* BEGIN Data supplied *

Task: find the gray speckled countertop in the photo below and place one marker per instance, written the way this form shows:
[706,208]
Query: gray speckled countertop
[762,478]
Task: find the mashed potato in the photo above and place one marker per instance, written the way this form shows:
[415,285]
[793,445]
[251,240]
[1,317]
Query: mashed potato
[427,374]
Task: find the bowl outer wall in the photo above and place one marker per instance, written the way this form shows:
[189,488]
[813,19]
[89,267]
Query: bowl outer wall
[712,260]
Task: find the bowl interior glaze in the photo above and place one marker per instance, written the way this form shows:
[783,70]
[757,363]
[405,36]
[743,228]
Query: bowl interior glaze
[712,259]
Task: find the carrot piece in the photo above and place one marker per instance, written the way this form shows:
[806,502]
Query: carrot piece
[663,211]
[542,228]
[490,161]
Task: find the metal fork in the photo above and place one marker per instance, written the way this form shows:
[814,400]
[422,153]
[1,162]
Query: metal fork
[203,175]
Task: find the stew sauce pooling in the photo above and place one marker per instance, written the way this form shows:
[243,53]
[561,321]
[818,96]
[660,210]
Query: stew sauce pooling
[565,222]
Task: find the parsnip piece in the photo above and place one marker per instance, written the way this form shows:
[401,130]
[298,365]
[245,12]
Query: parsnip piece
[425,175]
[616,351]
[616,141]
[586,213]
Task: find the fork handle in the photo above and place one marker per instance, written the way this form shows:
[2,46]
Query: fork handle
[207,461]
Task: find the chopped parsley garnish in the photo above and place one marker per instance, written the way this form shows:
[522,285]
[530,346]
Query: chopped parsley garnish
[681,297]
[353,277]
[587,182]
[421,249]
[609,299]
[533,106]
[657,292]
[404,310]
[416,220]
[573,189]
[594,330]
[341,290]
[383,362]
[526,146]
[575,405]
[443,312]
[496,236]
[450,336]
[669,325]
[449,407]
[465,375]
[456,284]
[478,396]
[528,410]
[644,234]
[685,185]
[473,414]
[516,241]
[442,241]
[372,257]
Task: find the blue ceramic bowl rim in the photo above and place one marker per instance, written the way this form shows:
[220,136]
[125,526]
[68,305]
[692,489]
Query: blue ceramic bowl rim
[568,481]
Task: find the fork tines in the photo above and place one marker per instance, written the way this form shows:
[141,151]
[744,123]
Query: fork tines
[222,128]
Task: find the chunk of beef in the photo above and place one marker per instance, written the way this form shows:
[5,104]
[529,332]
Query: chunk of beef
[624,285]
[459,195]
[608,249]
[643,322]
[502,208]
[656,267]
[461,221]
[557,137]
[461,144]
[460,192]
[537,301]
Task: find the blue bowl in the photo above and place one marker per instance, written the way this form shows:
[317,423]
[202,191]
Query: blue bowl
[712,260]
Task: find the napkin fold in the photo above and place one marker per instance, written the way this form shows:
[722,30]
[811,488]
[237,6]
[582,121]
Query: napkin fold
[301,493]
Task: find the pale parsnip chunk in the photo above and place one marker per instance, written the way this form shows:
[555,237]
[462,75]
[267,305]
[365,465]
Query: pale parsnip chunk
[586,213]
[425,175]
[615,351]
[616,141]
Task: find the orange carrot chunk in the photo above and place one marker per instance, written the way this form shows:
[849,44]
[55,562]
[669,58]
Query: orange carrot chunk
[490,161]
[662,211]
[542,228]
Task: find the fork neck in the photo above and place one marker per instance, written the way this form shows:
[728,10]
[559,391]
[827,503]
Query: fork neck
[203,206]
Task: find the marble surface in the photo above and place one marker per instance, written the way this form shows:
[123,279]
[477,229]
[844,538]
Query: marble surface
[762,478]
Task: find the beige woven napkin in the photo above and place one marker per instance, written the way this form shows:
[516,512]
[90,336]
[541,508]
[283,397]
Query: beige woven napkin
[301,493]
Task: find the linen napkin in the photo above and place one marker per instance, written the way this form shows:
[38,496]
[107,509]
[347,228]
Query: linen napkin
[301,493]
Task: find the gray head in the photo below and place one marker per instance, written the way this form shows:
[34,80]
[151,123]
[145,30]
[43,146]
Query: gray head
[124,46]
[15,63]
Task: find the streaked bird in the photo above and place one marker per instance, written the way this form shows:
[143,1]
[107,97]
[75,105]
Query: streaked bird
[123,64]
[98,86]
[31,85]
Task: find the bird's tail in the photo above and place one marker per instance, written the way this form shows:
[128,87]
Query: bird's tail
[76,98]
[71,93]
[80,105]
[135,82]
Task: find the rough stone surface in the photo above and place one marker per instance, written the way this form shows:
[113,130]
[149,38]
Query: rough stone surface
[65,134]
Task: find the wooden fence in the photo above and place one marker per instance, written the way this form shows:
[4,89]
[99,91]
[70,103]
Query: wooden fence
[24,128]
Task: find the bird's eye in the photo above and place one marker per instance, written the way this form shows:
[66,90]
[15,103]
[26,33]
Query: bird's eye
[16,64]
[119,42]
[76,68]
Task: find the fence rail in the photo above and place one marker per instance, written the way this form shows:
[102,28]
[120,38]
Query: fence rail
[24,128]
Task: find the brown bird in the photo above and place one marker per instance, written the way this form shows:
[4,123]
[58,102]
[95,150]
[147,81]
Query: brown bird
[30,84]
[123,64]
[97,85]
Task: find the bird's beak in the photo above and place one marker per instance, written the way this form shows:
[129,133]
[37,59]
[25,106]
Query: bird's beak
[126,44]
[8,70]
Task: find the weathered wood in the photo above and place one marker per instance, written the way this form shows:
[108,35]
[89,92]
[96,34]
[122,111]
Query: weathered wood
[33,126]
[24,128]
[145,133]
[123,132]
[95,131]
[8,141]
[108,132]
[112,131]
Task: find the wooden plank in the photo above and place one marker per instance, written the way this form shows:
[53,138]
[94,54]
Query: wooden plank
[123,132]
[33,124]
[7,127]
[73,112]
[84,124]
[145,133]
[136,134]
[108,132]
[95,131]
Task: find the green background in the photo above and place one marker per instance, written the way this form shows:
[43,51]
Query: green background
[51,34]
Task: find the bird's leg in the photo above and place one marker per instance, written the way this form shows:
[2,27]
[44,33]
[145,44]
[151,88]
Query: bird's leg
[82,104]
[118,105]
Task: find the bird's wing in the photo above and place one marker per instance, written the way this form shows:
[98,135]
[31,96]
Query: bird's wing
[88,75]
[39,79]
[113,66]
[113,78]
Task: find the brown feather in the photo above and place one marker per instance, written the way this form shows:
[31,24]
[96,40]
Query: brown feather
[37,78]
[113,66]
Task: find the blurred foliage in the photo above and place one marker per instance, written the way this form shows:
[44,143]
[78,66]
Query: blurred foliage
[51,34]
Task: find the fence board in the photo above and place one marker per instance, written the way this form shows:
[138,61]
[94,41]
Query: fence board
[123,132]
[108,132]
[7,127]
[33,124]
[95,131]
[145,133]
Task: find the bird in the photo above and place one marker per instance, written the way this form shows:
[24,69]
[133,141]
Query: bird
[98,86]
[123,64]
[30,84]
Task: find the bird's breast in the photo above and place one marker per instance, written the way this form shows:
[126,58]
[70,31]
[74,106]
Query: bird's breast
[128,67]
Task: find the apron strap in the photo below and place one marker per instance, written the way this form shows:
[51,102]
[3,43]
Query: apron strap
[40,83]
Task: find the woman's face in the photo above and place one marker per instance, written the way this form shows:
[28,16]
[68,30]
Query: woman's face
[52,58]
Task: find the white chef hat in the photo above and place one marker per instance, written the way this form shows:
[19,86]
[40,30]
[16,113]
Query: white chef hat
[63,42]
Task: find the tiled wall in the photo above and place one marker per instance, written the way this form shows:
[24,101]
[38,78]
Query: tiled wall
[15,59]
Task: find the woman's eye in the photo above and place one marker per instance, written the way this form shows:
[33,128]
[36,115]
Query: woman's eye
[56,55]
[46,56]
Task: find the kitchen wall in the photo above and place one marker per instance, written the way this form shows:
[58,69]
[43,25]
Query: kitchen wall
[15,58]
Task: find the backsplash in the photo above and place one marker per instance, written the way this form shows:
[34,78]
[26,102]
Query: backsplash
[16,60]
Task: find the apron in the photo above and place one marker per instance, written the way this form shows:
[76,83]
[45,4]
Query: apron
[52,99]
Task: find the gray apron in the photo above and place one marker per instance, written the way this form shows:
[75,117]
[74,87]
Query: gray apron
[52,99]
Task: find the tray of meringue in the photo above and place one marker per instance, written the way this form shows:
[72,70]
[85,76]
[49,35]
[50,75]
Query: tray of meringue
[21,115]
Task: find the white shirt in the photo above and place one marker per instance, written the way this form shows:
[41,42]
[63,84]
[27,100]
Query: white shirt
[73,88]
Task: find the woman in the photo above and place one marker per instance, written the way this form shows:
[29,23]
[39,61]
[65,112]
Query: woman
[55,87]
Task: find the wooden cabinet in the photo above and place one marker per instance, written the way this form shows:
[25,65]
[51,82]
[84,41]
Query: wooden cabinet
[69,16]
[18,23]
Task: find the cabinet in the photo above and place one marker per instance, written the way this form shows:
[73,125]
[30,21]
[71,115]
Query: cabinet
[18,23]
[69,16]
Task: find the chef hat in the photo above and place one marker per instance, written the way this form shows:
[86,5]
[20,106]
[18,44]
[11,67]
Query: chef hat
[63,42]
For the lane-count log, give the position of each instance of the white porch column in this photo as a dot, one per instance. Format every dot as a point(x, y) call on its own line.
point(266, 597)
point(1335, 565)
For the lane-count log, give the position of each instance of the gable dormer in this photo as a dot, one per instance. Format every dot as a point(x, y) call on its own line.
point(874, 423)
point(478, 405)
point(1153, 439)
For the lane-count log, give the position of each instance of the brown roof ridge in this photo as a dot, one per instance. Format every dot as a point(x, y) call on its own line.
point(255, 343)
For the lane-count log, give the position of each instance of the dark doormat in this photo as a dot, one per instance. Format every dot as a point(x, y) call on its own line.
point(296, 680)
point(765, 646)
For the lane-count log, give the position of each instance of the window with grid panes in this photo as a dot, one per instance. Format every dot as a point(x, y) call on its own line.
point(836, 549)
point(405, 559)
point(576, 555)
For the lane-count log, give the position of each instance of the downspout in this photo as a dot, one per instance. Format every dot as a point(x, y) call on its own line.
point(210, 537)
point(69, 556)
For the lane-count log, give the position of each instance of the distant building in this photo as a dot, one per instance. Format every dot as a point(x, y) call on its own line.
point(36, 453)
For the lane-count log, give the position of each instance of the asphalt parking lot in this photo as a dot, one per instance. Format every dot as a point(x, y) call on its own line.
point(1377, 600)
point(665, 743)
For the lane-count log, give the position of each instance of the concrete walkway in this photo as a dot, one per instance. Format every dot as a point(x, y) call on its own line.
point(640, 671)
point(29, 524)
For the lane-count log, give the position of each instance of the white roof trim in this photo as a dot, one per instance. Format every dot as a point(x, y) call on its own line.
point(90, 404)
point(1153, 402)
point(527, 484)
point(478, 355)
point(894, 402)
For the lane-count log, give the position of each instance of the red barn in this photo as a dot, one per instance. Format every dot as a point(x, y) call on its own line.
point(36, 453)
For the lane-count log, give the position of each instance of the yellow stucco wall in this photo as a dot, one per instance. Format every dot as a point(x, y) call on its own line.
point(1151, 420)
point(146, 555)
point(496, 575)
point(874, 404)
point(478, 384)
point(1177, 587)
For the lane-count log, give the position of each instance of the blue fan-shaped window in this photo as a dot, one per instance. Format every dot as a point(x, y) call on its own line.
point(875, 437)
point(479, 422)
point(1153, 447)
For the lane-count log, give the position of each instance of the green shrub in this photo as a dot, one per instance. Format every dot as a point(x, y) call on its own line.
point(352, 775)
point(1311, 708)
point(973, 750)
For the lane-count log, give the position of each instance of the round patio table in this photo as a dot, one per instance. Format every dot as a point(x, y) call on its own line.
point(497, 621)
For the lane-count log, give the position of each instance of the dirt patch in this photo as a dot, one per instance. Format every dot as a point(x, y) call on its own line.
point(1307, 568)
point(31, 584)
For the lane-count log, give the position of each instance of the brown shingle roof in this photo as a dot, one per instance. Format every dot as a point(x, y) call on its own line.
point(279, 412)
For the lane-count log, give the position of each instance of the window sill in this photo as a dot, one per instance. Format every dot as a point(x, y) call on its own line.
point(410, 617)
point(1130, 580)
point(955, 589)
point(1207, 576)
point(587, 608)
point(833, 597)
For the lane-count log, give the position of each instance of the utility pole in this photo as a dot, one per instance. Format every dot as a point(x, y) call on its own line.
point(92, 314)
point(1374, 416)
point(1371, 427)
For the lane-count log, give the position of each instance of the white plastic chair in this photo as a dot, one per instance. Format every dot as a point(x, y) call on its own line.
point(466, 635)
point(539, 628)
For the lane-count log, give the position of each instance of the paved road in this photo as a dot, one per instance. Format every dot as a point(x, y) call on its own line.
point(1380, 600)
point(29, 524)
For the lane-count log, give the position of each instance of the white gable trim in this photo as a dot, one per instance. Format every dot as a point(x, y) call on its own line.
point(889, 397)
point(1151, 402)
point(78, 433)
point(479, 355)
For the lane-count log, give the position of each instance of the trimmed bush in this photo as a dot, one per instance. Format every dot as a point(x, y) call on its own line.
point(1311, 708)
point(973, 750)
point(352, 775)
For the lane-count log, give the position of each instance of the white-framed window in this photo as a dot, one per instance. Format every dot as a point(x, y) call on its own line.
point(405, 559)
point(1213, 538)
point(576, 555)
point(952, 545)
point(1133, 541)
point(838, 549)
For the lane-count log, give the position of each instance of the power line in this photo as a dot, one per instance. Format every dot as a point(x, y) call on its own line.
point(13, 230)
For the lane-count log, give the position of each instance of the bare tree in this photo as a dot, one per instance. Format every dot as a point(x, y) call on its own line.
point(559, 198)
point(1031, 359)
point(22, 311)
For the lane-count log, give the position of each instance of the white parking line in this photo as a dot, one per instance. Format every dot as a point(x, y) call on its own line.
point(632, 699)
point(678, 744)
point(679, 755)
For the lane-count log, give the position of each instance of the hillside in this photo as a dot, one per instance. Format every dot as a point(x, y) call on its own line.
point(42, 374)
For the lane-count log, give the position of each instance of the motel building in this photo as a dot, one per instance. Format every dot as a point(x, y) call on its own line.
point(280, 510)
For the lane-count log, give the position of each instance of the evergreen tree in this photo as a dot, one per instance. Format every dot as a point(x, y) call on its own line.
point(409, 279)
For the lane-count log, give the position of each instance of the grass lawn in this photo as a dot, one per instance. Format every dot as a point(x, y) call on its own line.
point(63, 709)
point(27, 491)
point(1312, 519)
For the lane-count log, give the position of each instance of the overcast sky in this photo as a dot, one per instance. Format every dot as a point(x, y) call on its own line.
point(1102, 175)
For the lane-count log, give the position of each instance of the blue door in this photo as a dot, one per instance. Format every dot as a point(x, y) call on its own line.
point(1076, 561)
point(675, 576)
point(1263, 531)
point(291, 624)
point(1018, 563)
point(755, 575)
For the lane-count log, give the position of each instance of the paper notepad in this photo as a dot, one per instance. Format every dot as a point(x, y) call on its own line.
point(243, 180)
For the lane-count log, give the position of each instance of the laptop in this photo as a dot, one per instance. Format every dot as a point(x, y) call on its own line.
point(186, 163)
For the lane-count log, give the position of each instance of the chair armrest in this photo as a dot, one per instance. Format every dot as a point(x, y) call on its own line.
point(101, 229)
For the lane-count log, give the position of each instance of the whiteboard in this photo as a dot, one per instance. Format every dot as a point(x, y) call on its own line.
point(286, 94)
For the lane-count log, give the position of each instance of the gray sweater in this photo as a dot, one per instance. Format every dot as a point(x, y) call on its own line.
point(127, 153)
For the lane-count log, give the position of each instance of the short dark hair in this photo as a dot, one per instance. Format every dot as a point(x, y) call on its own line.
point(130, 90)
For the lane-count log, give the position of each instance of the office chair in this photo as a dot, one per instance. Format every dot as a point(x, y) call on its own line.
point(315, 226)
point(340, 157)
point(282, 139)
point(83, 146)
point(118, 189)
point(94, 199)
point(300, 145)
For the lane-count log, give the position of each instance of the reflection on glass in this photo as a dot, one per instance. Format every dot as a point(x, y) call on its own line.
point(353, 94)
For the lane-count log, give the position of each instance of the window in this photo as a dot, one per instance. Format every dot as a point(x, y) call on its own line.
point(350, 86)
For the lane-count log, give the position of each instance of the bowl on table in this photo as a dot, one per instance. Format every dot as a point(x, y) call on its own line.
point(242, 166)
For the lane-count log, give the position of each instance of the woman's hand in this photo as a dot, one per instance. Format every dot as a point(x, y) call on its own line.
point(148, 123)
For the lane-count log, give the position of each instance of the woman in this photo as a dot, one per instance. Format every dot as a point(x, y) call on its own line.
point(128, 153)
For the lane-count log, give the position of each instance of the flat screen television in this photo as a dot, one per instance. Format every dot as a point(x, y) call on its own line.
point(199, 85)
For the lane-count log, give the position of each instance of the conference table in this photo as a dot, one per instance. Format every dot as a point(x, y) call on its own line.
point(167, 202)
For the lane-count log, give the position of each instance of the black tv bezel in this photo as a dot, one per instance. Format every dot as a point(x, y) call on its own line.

* END Data supplied *

Task goal |
Reproduce exactly the line containing "woman in this" and every line after it through the end of the records above, and nothing else.

Output of the exercise |
For the lane-count log, give the position of each instance of the woman in this photo as a dot, one per instance. Format every dot as a point(x, y) call on its own line.
point(128, 153)
For the lane-count log, give the position of each instance of the flat screen television in this photo as a dot, one per instance. Format every dot as a point(x, y) call on its own line.
point(199, 85)
For the lane-count log, give the position of each instance of the conference table in this photo as a dot, one per instance. Format every dot as a point(x, y) call on its own line.
point(167, 202)
For the lane-count log, give the position of each instance of the black tv bezel in this photo as a dot, one per instance. Format every dot as a point(x, y) call on its own line.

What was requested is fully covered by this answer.